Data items
----------

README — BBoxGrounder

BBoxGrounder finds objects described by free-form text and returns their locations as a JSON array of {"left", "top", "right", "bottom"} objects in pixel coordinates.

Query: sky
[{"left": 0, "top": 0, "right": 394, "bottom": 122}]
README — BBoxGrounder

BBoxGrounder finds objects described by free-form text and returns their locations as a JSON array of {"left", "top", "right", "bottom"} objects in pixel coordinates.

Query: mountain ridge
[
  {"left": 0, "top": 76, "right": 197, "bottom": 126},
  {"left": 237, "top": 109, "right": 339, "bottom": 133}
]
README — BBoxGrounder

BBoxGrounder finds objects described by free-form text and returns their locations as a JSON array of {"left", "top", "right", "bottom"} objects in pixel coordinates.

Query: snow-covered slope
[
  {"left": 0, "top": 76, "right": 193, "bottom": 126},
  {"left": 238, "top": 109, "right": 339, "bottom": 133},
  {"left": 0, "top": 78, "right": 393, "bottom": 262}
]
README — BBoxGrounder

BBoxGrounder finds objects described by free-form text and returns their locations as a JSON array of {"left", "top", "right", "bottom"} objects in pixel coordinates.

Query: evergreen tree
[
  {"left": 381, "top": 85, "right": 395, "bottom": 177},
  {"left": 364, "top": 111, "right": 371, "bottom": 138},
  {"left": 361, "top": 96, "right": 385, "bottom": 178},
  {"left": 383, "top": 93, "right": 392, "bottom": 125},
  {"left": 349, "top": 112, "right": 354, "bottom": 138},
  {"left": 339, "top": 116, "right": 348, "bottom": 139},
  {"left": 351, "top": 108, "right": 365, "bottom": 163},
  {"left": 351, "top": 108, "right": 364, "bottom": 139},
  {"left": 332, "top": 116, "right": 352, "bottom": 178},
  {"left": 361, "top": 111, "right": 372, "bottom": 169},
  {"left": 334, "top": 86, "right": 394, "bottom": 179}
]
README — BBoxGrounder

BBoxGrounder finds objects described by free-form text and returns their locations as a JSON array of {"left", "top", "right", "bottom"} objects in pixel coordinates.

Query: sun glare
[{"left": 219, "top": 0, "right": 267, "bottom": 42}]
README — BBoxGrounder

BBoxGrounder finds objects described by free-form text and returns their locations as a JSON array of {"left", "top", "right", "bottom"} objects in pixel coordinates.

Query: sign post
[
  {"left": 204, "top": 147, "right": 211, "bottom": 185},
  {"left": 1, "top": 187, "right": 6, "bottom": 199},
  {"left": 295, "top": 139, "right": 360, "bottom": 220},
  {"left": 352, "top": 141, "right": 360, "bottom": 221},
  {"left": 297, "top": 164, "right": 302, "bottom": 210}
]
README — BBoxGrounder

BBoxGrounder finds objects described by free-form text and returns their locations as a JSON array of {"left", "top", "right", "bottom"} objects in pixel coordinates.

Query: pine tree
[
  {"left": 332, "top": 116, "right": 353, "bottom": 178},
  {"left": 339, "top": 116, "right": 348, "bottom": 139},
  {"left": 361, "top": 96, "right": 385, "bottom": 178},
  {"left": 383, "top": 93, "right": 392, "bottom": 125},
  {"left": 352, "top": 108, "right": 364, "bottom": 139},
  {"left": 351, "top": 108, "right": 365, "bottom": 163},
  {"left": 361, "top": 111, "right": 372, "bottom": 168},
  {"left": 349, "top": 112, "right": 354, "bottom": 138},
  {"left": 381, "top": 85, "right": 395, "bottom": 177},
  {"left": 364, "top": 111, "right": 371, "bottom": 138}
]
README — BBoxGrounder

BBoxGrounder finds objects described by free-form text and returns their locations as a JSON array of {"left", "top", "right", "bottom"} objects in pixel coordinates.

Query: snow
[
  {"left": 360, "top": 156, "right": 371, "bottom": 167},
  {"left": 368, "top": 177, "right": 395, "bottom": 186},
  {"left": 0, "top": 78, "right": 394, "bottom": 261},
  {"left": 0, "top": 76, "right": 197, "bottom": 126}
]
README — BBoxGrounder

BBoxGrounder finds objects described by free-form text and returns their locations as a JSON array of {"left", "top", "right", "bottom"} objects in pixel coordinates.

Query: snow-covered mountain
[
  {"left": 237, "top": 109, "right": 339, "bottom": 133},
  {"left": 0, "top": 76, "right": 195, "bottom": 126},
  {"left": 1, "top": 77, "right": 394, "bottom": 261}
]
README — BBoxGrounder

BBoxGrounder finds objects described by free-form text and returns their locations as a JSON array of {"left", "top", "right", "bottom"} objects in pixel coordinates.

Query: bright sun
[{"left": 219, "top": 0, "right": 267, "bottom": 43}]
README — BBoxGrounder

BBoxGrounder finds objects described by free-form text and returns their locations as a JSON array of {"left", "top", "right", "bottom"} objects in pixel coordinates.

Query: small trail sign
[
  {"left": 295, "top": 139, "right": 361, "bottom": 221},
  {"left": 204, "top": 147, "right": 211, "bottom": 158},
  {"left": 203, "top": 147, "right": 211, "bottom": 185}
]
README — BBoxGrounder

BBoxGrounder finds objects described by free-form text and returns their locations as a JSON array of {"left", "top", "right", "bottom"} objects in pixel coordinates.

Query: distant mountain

----------

▶ _WHAT YOU WILL DO_: Faithfully copy every entry, leaving nothing out.

▶ _PROBLEM SOLUTION_:
README — BBoxGrounder

BBoxGrounder finds objects described by free-form text and returns their locations as a JSON array of {"left", "top", "right", "bottom"} objects in pixel coordinates.

Query: sky
[{"left": 0, "top": 0, "right": 394, "bottom": 122}]
README — BBoxGrounder

BBoxGrounder finds objects described by free-form text and returns their locations as a JSON array of {"left", "top", "right", "bottom"} objects in pixel coordinates.

Query: mountain ridge
[
  {"left": 0, "top": 76, "right": 197, "bottom": 126},
  {"left": 237, "top": 109, "right": 339, "bottom": 133}
]
README — BBoxGrounder

BBoxGrounder finds objects described by free-form text and returns their locations as a JSON array of {"left", "top", "right", "bottom"} objects in pixel coordinates.

Query: snow-covered slope
[
  {"left": 0, "top": 76, "right": 193, "bottom": 126},
  {"left": 238, "top": 109, "right": 339, "bottom": 133},
  {"left": 0, "top": 78, "right": 393, "bottom": 262}
]
README — BBoxGrounder

BBoxGrounder finds objects described by free-form text and returns their locations as a JSON array of {"left", "top", "right", "bottom"} objects in pixel coordinates.

Query: evergreen tree
[
  {"left": 381, "top": 85, "right": 395, "bottom": 177},
  {"left": 364, "top": 111, "right": 371, "bottom": 138},
  {"left": 361, "top": 96, "right": 385, "bottom": 178},
  {"left": 383, "top": 93, "right": 392, "bottom": 125},
  {"left": 349, "top": 112, "right": 354, "bottom": 138},
  {"left": 339, "top": 116, "right": 348, "bottom": 139},
  {"left": 351, "top": 108, "right": 365, "bottom": 163},
  {"left": 351, "top": 108, "right": 364, "bottom": 139},
  {"left": 332, "top": 116, "right": 352, "bottom": 178},
  {"left": 361, "top": 111, "right": 372, "bottom": 169},
  {"left": 334, "top": 86, "right": 394, "bottom": 179}
]
README — BBoxGrounder

BBoxGrounder finds objects described by free-form text and returns their locations as a JSON array of {"left", "top", "right", "bottom"} objects in pixel coordinates.

Query: sun glare
[{"left": 219, "top": 0, "right": 267, "bottom": 42}]
README — BBoxGrounder

BBoxGrounder finds objects described by free-form text and returns their locations as a JSON array of {"left", "top", "right", "bottom"} objects in pixel coordinates.

Query: sign post
[
  {"left": 204, "top": 147, "right": 211, "bottom": 185},
  {"left": 1, "top": 187, "right": 6, "bottom": 199},
  {"left": 295, "top": 139, "right": 360, "bottom": 220},
  {"left": 352, "top": 141, "right": 360, "bottom": 221},
  {"left": 297, "top": 164, "right": 302, "bottom": 210}
]
README — BBoxGrounder

BBoxGrounder finds objects described by free-form text and returns their locations as a JSON array of {"left", "top", "right", "bottom"} objects in pixel coordinates.

Query: pine tree
[
  {"left": 332, "top": 116, "right": 353, "bottom": 178},
  {"left": 339, "top": 116, "right": 348, "bottom": 139},
  {"left": 361, "top": 96, "right": 385, "bottom": 178},
  {"left": 383, "top": 93, "right": 392, "bottom": 125},
  {"left": 352, "top": 108, "right": 364, "bottom": 139},
  {"left": 351, "top": 108, "right": 365, "bottom": 163},
  {"left": 361, "top": 111, "right": 372, "bottom": 168},
  {"left": 349, "top": 112, "right": 354, "bottom": 138},
  {"left": 381, "top": 85, "right": 395, "bottom": 177},
  {"left": 364, "top": 111, "right": 371, "bottom": 138}
]
README — BBoxGrounder

BBoxGrounder finds objects described by free-form text and returns their locations as a JSON array of {"left", "top", "right", "bottom"} objects in pixel coordinates.

Query: snow
[
  {"left": 360, "top": 156, "right": 371, "bottom": 167},
  {"left": 368, "top": 177, "right": 395, "bottom": 186},
  {"left": 0, "top": 78, "right": 394, "bottom": 261},
  {"left": 0, "top": 76, "right": 197, "bottom": 126}
]
README — BBoxGrounder

BBoxGrounder finds objects described by free-form text and returns their locations as a JSON array of {"left", "top", "right", "bottom"} objects in pixel coordinates.

Query: snow-covered mountain
[
  {"left": 237, "top": 109, "right": 339, "bottom": 133},
  {"left": 0, "top": 76, "right": 195, "bottom": 126},
  {"left": 1, "top": 77, "right": 394, "bottom": 261}
]
README — BBoxGrounder

BBoxGrounder finds objects described by free-form text and returns their locations as a JSON array of {"left", "top", "right", "bottom"} objects in pixel coordinates.

Query: bright sun
[{"left": 219, "top": 0, "right": 267, "bottom": 43}]
README — BBoxGrounder

BBoxGrounder finds objects described by free-form text and returns their locations as a JSON array of {"left", "top", "right", "bottom"} objects in pixel coordinates.

Query: small trail sign
[
  {"left": 295, "top": 139, "right": 361, "bottom": 221},
  {"left": 204, "top": 147, "right": 211, "bottom": 158},
  {"left": 203, "top": 147, "right": 211, "bottom": 185}
]
README — BBoxGrounder

BBoxGrounder finds objects described by free-form text and returns their locations as a JSON array of {"left", "top", "right", "bottom"} objects in pixel coordinates.

Query: distant mountain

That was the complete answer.